#### [TASK ITEM]
From the text on surgical procedures, please translate this sentence into Spanish: "Foetal surgery involves operating on the foetus before birth."

#### [EXTRACTED TEXT]
Angioplasty and stenting

Angioplasty is a procedure performed to open up blocked coronary arteries and is sometimes done as an alternative to coronary bypass surgery. In this procedure a wire is inserted into the patient's body at the groin, hand or arm. This thin wire is threaded all the way to the aorta and up to the blocked coronary artery. A small amount of dye is released and tracked using x-rays.

The x-rays help pinpoint the exact position at which the blockage is situated. The blocked artery is then forced open by inflating a special kind of balloon. Once opened, it is kept open by a stent (a cylindrical wire mesh), allowing blood to once again flow freely. Angioplasty made our list because of the simple physical principles that it is based on. A stent, for example, is basically a pipe, much like those that bring water to our houses.

Face transplantation
French surgeons have recently completed the first partial face transplant. In most skin transplant cases, the patient's own skin is used. In this case, however, skin from a brain-dead donor was used. Tissue, muscles, arteries and veins from the donor was attached to the lower part of the recipient's face. Getting the muscles and nerves to work is very tricky and it is still too early to judge whether the procedure was a success.

The surgeons stressed that the new face will look like a hybrid of that of the donor and the recipient. Since the face is such a central part of a person's personality, the possibility of getting a new face raises some interesting questions concerning identity.

Fetoscopic foetal surgery
Foetal surgery involves operating on the foetus before birth. It is done to correct, or limit the damage from congenital abnormalities that cannot be equally well treated after birth. In fetoscopic surgery the foetus is operated on while still inside the womb. Fibre optic telescopes and specially designed instruments are inserted through a small incision in the uterus.

The tools used in such surgery are extremely small and highly specialised. In addition, fetoscopic surgery requires immense precision from the surgeon. Fetoscopic surgery can be used to treat spina bifida, congenital diaphragmatic hernia, and twin-twin transfusion syndrome, among others.

Awake brain surgery
In awake brain mapping surgery the patient is awake during part of the brain surgery. This procedure is usually done to remove brain tumours. The patient is anaesthetised and part of his scull is cut open, exposing the brain. MRI scans help the surgeons locate the exact location of the tumour.

#### [PROVIDED RECORDS]
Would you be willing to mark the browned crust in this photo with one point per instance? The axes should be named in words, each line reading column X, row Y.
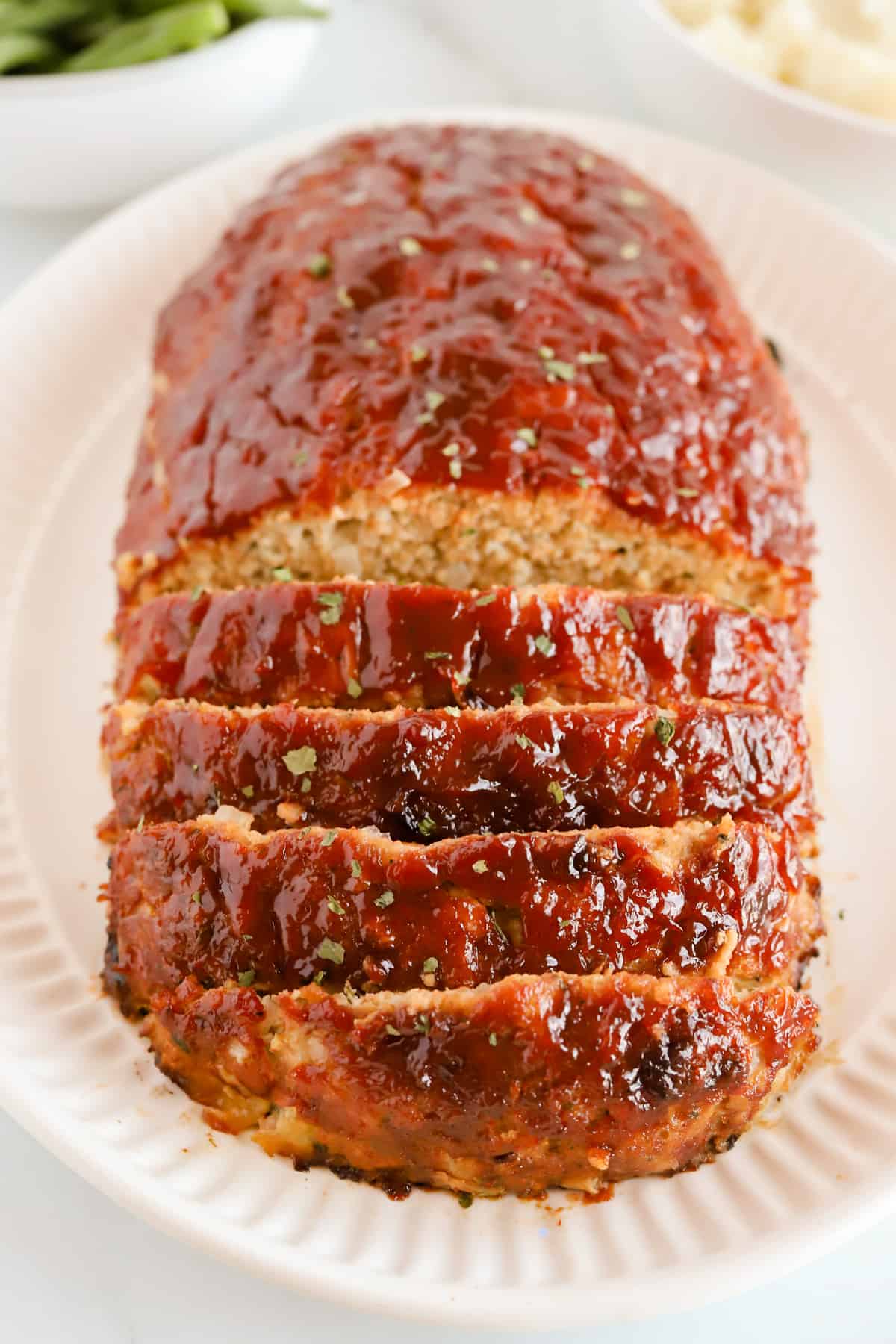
* * *
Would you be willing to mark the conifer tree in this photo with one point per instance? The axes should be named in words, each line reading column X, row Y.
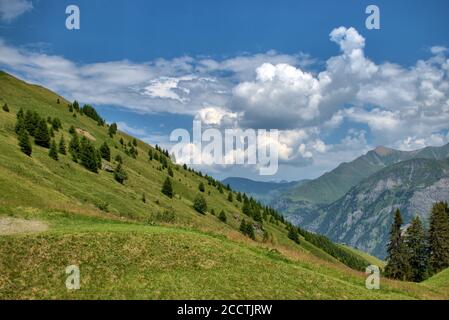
* * *
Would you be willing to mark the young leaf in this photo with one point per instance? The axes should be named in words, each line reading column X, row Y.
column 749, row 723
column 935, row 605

#### [REPLY]
La cirugía fetal consiste en operar al feto antes del nacimiento.